=== PEDIDO ===
Escreva a continuação do texto sobre a TV Manchete, começando logo depois da última frase.

=== TRECHO DO TEXTO ===
┄┄┄┄┄┄

A TV Manchete transmitiu 155 horas, 96 das quais sem interrupção, e movimentou 500 profissionais para os desfiles. Quando a Escola de Samba “Mocidade Independente” terminou de passar, a Manchete registrava 21 pontos contra 11 da Globo. E, durante o desfile da Mangueira, a Manchete ganhou de 31 a 26 pontos, também contra a mesma emissora.
Jornalismo prestigiado
As novidades do ano começaram em abril. Dia 22 estreou o Manchete Documento, programa semanal de documentários exibido nas noites de terça, às 21h20. Tinha reportagens de Claudia Ribeiro e direção do ex-global Carlos Amorim. O programa deixava de ir ao ar uma semana a cada mês para dar lugar ao Conexão Internacional.
O jornalismo daria orgulho à emissora. Em parceria com a produtora Independente Intervídeo, pertencente ao jornalista Fernando Barbosa Lima, foi ao ar Xingu, mostrando como viviam os índios daquela região. A série foi aplaudida pela crítica, ganhou o prêmio International Broadcasting Society Award 1985 e foi lançada em VHS pela Manchete Vídeo e pela Intervídeo.
Na esteira de Xingu, também foram ao ar, com produção da Intervídeo, as séries Japão – Uma Viagem no Tempo e Rio – Terra Mágica, com iguais repercussão de crítica.
Outro destaque do ano foi a entrevista de Fidel Castro a Roberto D’Ávila no Conexão Internacional, a primeira da TV brasileira depois de mais de vinte anos. O jornalista acompanhou o líder cubano em viagem pelo interior do país e, ao final da jornada, gravou a entrevista.

┄┄┄┄┄┄

=== TRECHO DOS DADOS ===
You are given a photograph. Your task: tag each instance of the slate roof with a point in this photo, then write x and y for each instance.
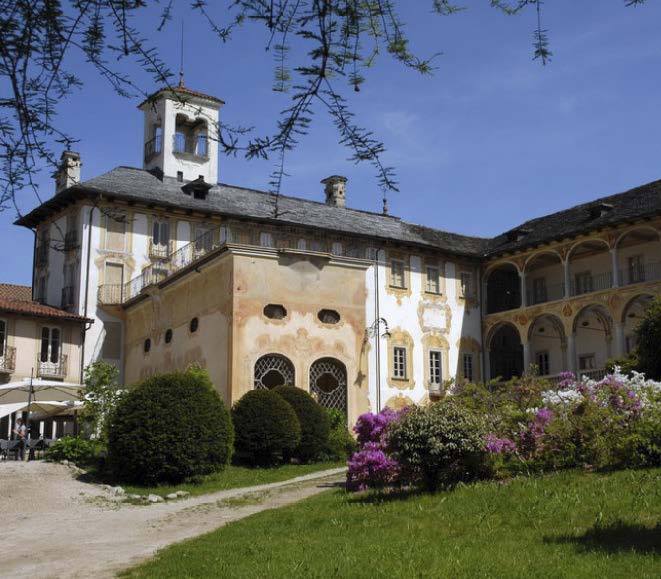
(142, 186)
(638, 203)
(17, 299)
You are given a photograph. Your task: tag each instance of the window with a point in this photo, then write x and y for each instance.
(328, 316)
(466, 284)
(587, 362)
(583, 282)
(50, 345)
(115, 231)
(468, 367)
(397, 273)
(433, 283)
(160, 233)
(112, 342)
(543, 365)
(203, 238)
(435, 369)
(539, 293)
(266, 239)
(399, 363)
(275, 312)
(636, 269)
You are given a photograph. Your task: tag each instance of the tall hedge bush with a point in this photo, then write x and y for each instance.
(168, 428)
(267, 428)
(315, 424)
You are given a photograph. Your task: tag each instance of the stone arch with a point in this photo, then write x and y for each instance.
(273, 370)
(328, 383)
(548, 344)
(592, 328)
(590, 266)
(503, 287)
(505, 351)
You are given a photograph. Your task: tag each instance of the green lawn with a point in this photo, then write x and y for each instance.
(571, 524)
(235, 477)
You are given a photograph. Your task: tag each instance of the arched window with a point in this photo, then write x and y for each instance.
(328, 383)
(273, 370)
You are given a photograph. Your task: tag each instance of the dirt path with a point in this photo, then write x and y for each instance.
(56, 526)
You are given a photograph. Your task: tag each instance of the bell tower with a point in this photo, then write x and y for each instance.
(181, 134)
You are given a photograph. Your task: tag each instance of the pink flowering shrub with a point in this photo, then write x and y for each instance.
(372, 467)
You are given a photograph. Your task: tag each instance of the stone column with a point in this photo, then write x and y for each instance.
(615, 266)
(526, 356)
(571, 353)
(567, 273)
(620, 341)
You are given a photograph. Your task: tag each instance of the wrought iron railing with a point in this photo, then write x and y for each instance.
(8, 360)
(591, 283)
(546, 293)
(153, 147)
(50, 369)
(641, 274)
(116, 294)
(67, 297)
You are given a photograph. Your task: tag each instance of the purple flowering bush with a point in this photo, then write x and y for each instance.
(372, 467)
(611, 423)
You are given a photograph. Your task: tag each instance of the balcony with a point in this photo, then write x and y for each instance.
(8, 360)
(192, 146)
(50, 369)
(67, 297)
(159, 252)
(41, 255)
(153, 147)
(71, 240)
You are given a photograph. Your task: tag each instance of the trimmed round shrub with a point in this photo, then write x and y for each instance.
(267, 428)
(439, 445)
(315, 425)
(169, 428)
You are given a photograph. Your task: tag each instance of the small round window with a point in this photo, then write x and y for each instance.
(328, 316)
(275, 312)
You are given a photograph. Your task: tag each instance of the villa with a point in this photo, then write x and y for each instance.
(362, 309)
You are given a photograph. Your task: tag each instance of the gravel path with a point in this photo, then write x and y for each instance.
(56, 526)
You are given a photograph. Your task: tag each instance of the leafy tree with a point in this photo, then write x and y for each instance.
(648, 335)
(100, 397)
(334, 42)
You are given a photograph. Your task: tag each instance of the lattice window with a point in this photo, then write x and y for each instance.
(273, 370)
(328, 383)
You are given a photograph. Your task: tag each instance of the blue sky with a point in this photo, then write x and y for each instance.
(488, 141)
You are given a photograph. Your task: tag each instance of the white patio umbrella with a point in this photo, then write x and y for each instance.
(30, 391)
(35, 390)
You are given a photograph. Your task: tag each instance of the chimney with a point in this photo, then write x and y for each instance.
(335, 190)
(68, 173)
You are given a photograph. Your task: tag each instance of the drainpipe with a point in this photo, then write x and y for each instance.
(482, 298)
(86, 326)
(377, 316)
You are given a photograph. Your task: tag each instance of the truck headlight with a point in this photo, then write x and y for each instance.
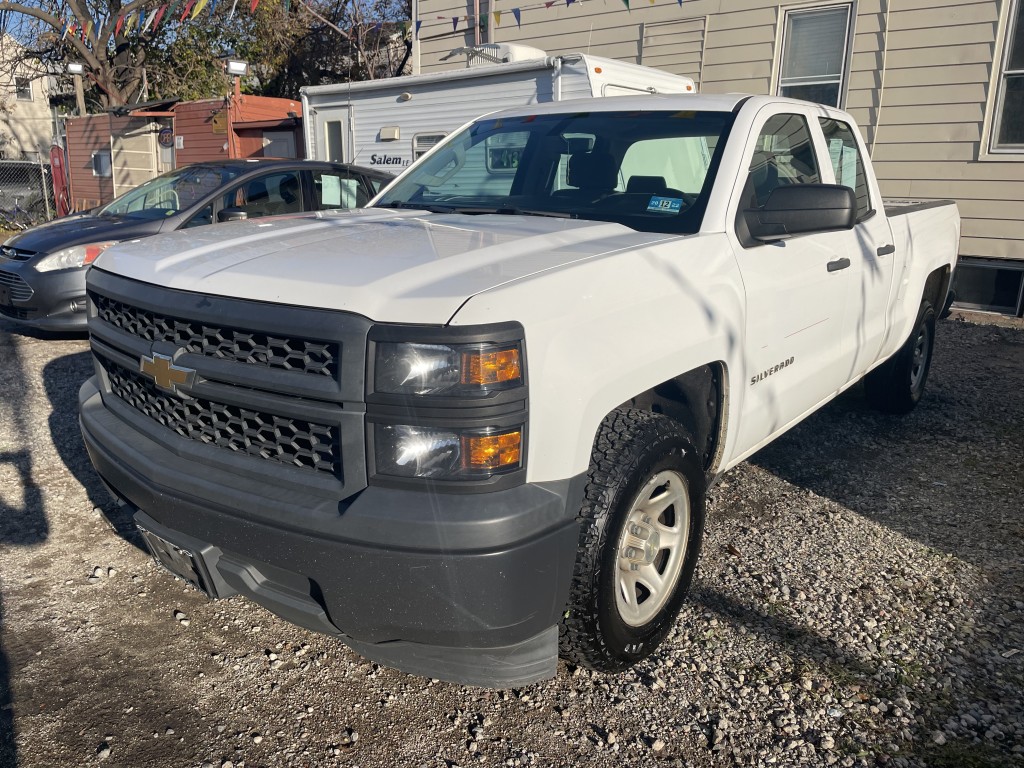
(73, 258)
(406, 451)
(408, 368)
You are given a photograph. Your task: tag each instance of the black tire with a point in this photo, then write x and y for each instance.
(897, 385)
(633, 449)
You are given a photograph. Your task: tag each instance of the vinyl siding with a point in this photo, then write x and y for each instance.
(925, 116)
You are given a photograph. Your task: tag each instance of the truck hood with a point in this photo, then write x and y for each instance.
(389, 266)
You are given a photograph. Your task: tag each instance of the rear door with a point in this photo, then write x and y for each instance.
(797, 289)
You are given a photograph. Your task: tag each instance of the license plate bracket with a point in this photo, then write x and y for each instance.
(178, 560)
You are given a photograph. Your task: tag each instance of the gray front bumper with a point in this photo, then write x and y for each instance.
(464, 587)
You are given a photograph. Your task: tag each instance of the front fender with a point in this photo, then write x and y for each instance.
(603, 330)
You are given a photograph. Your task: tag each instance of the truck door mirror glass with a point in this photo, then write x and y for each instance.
(802, 208)
(231, 214)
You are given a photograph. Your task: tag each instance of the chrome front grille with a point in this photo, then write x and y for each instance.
(256, 433)
(19, 290)
(213, 340)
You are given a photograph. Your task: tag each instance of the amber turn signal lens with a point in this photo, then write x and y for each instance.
(492, 451)
(488, 368)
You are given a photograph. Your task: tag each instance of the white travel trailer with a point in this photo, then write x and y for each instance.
(387, 124)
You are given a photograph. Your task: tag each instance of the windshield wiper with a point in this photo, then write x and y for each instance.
(431, 207)
(476, 210)
(534, 212)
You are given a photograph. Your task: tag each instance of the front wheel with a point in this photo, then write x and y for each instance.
(897, 385)
(641, 525)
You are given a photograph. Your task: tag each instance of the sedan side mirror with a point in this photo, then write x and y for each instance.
(797, 209)
(231, 214)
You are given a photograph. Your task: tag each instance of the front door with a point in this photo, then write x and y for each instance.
(332, 140)
(797, 292)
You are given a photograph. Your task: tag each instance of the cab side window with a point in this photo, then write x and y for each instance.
(267, 196)
(333, 190)
(202, 218)
(783, 155)
(845, 157)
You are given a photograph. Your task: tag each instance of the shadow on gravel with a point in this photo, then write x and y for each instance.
(947, 476)
(23, 521)
(62, 378)
(972, 421)
(821, 650)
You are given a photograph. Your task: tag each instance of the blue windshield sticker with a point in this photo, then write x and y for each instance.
(665, 205)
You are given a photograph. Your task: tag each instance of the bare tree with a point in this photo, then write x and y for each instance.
(88, 31)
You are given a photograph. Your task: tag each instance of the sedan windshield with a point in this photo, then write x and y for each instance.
(650, 171)
(171, 193)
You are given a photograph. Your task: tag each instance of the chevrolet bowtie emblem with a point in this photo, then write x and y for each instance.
(165, 374)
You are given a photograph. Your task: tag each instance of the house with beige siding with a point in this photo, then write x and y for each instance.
(937, 87)
(26, 123)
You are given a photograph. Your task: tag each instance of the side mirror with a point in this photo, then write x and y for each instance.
(797, 209)
(231, 214)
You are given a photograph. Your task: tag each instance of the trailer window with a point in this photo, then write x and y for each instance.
(334, 141)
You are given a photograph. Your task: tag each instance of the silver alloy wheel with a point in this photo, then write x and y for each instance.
(651, 548)
(920, 361)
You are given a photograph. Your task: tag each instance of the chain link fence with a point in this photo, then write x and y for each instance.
(26, 194)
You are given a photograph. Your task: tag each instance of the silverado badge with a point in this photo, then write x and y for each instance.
(165, 374)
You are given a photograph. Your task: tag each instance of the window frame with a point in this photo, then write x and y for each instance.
(1001, 75)
(782, 37)
(23, 89)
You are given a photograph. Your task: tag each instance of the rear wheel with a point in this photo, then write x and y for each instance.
(897, 385)
(641, 524)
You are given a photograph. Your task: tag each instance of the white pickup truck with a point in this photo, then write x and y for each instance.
(470, 428)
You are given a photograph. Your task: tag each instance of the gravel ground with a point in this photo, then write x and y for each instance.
(859, 602)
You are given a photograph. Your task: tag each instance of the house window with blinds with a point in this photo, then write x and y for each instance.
(1009, 133)
(815, 50)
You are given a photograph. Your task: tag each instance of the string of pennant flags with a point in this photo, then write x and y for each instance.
(150, 19)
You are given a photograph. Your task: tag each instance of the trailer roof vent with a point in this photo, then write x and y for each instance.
(423, 142)
(495, 53)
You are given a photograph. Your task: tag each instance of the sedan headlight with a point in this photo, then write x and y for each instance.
(404, 451)
(406, 368)
(74, 257)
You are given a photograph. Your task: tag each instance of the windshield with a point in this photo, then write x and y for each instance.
(650, 171)
(170, 194)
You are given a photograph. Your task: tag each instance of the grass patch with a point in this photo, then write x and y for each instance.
(957, 754)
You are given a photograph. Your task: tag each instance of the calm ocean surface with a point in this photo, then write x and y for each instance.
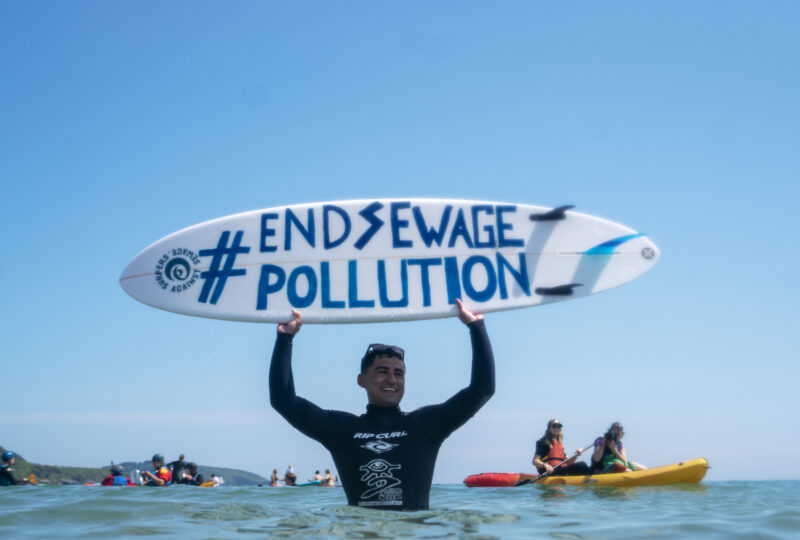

┄┄┄┄┄┄

=== RESPOSTA ===
TV para todas as classes
Passados dois anos da estreia da emissora, a direção concluiu que, fazendo televisão apenas para as classes A e B, a Manchete não se tornaria vice-líder em audiência, e tampouco conseguiria retorno dos altos investimentos que fez até ali. O diagnóstico sugeria que a emissora deveria abraçar as classes C e D.
A decisão foi avançar nestes segmentos, mas sem abrir mão das elites. Rubens Furtado resumiu: “não queremos ir até eles, mas queremos trazê-los até nós“. A ideia era criar atrações que despertassem a atenção do povo, mas com conteúdo. Na prática, se aproximaria ainda mais do perfil de público da Globo.
...continuaremos dando ênfase ao jornalismo, mas entendemos que uma novela pode funcionar como uma alavanca para os programas nobres da emissora. A ideia da Manchete não é a popularização geral da programação. O que já foi conquistado é preciso conservar mas queremos também ampliar o número de telespectadores..
Zevi Ghivelder, diretor de jornalismo da Rede Manchete, em 1985
Por isso, Adolpho Bloch aprovou a produção de novelas, seriados, humorísticos e programas de auditório.
Os primeiros programas com este novo posicionamento entraram no ar no ar em 1 de julho. E atrações que davam bom retorno receberam mais investimento, e foram remanejadas.
Primeira novela
Ainda como resultado da estratégia antiga, em abril estreou a minissérie Tudo em Cima. Mas a partir daquele mês, o foco foi paralisar a produção de minisséries e focar em outros gêneros da dramaturgia, atraindo uma audiência fiel e mais popular.
A primeira novela do canal estrearia em julho, com o remake de Antônio Maria, história que já havia sido adaptada pela Tupi. Foi uma coprodução com a RTP (emissora portuguesa), e a primeira a ser gravada no Complexo de Água Grande, localizado na Zona Norte do Rio de Janeiro. Na época, o centro integrado de produção de novelas e shows da Manchete ainda não estava totalmente adaptado para a produção de programas, mas já contava com o maior estúdio de TV da América Latina. O ator português Sindi Filipe viveu o papel-título, com texto e direção de Geraldo Vietri.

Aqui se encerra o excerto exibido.